* _About this task_
In the material below, some lines carry "tapered". Copy each such line.

# # #

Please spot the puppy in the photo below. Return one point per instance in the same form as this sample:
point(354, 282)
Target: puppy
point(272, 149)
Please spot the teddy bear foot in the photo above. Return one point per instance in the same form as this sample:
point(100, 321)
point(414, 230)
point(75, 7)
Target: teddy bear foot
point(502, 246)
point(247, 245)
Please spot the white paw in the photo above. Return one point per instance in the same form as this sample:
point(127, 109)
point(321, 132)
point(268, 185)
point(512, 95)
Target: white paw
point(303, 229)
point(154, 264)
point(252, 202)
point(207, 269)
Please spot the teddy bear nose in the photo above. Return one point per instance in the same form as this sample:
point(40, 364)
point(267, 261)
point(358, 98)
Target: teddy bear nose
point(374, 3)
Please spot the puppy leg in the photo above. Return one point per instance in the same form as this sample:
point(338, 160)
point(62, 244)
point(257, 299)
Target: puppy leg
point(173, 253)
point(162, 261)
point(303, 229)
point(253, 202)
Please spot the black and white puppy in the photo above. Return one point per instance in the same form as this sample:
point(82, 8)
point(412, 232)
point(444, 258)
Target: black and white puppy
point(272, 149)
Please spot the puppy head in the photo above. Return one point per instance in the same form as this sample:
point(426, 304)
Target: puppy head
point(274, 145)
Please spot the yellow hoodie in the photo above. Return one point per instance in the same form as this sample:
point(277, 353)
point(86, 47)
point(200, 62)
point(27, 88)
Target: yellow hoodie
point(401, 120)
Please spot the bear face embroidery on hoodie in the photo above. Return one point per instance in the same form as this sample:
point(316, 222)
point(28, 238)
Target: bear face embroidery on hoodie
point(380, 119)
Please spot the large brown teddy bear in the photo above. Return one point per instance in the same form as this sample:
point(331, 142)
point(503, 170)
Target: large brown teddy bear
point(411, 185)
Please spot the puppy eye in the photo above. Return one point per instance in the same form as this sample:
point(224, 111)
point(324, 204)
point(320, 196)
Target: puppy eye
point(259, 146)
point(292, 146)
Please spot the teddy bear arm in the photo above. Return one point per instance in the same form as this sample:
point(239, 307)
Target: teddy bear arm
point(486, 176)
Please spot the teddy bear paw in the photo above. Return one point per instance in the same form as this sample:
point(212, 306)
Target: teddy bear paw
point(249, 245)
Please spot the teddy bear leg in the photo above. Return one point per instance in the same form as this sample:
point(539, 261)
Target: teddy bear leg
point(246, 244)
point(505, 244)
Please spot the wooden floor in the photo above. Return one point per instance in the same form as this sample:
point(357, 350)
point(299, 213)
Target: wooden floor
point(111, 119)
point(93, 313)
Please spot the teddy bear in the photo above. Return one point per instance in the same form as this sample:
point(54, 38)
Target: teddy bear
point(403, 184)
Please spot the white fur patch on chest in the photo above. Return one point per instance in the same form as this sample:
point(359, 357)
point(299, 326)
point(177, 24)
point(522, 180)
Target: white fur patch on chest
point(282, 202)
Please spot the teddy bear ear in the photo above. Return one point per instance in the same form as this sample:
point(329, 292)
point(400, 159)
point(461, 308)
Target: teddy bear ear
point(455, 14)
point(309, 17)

# # #

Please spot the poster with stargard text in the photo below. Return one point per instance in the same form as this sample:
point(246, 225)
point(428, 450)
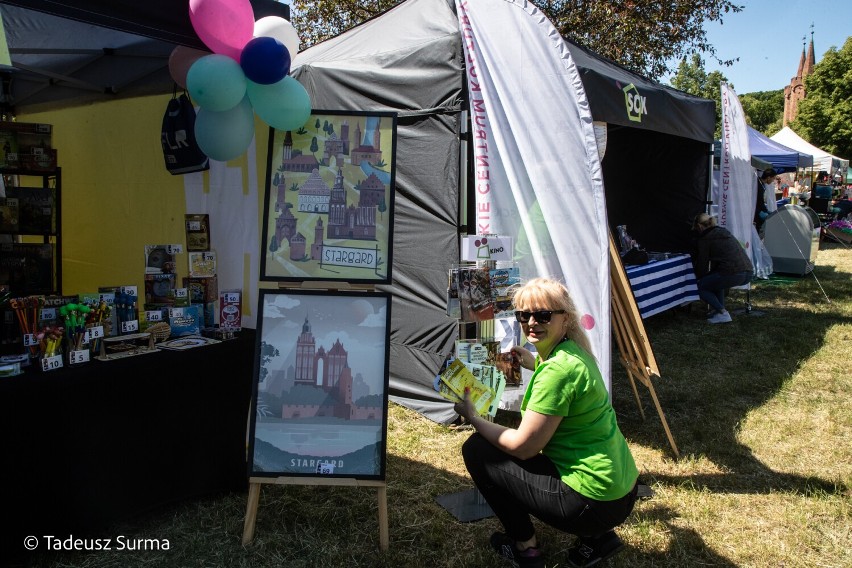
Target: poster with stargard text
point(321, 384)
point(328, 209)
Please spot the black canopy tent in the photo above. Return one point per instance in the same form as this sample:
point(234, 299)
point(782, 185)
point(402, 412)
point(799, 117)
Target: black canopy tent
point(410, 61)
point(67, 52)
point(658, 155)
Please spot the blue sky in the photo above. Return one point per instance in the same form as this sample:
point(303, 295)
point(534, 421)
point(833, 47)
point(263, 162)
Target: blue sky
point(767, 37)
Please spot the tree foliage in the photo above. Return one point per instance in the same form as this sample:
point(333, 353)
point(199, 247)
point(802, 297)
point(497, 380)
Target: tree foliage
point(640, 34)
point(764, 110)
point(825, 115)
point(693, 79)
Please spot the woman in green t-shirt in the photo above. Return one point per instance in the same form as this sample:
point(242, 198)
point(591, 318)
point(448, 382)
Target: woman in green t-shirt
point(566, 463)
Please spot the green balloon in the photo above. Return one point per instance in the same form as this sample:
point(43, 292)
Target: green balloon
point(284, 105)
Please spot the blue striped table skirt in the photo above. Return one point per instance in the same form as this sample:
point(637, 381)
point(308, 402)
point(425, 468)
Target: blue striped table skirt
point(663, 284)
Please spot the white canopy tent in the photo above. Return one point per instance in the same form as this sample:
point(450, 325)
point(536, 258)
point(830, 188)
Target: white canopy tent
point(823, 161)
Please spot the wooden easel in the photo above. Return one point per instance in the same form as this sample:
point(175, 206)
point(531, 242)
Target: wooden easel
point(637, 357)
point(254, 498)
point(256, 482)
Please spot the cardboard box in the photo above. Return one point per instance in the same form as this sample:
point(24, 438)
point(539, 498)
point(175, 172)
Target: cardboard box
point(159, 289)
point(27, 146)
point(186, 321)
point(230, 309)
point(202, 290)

# # #

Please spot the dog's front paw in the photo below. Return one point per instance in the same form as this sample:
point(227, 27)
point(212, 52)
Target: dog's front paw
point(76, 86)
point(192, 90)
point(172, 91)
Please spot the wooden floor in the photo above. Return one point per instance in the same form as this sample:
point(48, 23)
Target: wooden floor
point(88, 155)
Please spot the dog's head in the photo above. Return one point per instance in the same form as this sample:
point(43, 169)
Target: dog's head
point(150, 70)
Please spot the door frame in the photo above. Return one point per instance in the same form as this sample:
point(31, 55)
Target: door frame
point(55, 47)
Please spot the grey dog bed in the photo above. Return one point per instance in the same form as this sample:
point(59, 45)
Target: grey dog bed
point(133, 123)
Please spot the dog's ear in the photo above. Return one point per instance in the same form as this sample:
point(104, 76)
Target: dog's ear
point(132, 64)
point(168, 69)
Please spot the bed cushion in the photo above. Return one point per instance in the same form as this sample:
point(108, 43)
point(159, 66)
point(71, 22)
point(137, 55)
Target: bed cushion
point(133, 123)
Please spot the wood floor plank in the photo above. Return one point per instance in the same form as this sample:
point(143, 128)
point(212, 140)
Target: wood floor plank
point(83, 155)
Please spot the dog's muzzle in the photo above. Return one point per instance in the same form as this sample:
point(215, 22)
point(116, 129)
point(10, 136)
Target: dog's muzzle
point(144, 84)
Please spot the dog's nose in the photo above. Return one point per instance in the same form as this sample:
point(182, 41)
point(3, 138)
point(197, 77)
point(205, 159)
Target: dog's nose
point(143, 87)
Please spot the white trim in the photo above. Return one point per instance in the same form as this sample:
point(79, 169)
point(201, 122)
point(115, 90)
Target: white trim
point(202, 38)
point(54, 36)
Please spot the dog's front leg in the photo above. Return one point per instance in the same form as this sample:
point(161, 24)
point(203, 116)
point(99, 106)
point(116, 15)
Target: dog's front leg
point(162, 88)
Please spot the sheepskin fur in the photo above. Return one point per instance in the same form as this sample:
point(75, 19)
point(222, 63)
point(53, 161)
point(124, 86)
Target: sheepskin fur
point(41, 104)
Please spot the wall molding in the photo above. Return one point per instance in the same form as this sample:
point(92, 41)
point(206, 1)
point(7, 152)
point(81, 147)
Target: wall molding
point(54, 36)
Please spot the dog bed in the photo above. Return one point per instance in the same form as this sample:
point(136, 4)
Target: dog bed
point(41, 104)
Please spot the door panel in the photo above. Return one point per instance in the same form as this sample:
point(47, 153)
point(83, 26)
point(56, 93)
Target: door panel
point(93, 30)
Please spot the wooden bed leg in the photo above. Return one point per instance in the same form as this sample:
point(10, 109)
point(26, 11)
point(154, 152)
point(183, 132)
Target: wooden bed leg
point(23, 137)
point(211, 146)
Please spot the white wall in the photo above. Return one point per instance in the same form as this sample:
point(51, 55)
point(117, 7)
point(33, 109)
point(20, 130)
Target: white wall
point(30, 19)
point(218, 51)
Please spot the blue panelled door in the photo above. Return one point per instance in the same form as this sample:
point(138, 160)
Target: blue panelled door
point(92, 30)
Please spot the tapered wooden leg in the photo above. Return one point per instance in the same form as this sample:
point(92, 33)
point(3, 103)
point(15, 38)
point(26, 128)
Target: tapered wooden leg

# # #

* _Result of the task_
Please spot the tapered wooden leg in the photo above. Return one point per instance in the same form as this sample:
Target: tapered wooden leg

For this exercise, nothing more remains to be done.